§ Supplied text

William D. Edwards, MD; Wesley J. Gabel, MDiv; Floyd E Hosmer, MS, AMI
Two aspects of Jesus' death have been the source of great controversy, namely, the nature of the wound in his side (4,6) and the cause of his death after only several hours on the cross. (13-17).
The gospel of John describes the piercing of Jesus' side and emphasizes the sudden flow of blood and water. (1) Some authors have interpreted the flow of water to be ascites (12) or urine, from an abdominal midline perforation of the bladder. (15) However, the Greek word (pleura (32,35,,36) used by John clearly denoted laterality and often implied the ribs. (6,32,36)
Therefore, it seems probable that the wound was in the thorax and well away from the abdominal midline.
Although the side of the wound was not designated by John, it traditionally has been depicted on the right side. (4) Supporting this traditions is the fact that a large flow of blood would be more likely with a perforation of the distended and thin-walled right atrium or ventricle than the thick-walled and contracted left ventricle. Although the side of the wound may never be established with certainty, the right seems more probable than the left.

Phrase grounding data

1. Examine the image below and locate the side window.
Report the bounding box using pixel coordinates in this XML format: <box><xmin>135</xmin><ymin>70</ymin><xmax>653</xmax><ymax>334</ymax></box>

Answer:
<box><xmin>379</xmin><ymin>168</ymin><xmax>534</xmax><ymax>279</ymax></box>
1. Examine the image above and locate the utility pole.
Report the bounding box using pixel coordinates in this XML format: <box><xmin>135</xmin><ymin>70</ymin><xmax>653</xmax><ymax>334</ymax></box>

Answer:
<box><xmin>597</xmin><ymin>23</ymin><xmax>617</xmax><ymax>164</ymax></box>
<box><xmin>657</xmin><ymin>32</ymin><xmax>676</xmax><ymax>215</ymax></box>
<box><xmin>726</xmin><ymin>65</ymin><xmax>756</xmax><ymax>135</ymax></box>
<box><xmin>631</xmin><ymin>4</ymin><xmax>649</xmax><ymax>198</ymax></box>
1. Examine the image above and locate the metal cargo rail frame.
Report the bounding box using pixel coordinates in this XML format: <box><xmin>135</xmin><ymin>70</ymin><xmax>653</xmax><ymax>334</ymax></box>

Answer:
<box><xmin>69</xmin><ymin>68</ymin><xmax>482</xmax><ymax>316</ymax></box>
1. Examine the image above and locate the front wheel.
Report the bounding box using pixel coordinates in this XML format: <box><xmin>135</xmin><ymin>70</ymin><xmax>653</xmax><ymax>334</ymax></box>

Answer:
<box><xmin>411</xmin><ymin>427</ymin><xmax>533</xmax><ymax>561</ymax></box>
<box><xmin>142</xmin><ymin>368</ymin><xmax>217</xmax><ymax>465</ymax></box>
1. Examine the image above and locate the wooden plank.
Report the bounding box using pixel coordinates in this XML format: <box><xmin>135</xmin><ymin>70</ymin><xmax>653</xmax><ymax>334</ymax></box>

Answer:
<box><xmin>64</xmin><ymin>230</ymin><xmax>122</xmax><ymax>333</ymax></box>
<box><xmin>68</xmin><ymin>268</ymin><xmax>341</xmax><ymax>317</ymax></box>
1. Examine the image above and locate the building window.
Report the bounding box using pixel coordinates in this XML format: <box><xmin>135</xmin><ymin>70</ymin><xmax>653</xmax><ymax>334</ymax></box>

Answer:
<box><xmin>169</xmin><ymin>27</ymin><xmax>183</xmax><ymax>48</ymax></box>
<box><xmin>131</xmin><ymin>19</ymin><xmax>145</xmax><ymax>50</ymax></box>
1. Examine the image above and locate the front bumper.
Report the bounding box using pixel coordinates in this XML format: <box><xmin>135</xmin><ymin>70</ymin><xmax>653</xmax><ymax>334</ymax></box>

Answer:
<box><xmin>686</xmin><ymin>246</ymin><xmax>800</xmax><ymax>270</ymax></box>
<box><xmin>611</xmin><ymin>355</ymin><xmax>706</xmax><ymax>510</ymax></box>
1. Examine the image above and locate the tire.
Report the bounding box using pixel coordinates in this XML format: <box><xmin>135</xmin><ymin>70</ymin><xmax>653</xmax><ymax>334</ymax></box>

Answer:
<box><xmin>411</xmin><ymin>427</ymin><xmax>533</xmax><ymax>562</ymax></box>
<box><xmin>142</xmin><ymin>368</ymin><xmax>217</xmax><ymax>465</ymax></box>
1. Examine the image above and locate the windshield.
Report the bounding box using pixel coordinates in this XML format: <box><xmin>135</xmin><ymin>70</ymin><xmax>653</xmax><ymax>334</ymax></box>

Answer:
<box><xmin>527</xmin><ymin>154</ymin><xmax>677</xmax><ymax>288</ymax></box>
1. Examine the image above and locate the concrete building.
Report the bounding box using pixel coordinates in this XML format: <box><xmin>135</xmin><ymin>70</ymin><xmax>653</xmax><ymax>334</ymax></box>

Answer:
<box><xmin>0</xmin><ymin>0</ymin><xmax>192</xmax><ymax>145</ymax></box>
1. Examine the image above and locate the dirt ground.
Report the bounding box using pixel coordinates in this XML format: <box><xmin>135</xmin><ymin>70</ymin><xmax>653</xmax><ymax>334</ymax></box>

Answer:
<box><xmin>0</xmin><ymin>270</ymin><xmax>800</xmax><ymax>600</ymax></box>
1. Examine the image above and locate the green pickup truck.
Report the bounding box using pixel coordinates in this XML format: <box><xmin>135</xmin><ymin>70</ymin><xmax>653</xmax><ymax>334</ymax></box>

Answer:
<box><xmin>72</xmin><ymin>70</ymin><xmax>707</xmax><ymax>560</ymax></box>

§ What the exercise asks
Pick up the text on the medical causes of Jesus' death after its last sentence and carry it forward. The entries are separate material and have no connection to the text on the death of Jesus.

§ Expected output
Some of the skepticism in accepting John's description has arisen from the difficulty in explaining, with medical accuracy, the flow of both blood and water. Part of this difficulty has been based on the assumption that the blood appeared first, then the water. However, in the ancient Greek, the order of words generally denoted prominence and not necessarily a time sequence. (37) Therefore, it seems likely that John was emphasizing the prominence of blood rather than its appearance preceding the water.
Therefore, the water probably represented serous pleural and pericardial fluid, (5-7,11) and would have preceded the flow of blood and been smaller in volume than the blood. Perhaps in the setting of hypovolemia and impending acute heart failure, pleural and pericardial effusions may have developed and would have added to the volume of apparent water. (5,11) The blood, in contrast, may have originated from the right atrium or the right ventricle or perhaps from a hemopericardium. (5,7,11)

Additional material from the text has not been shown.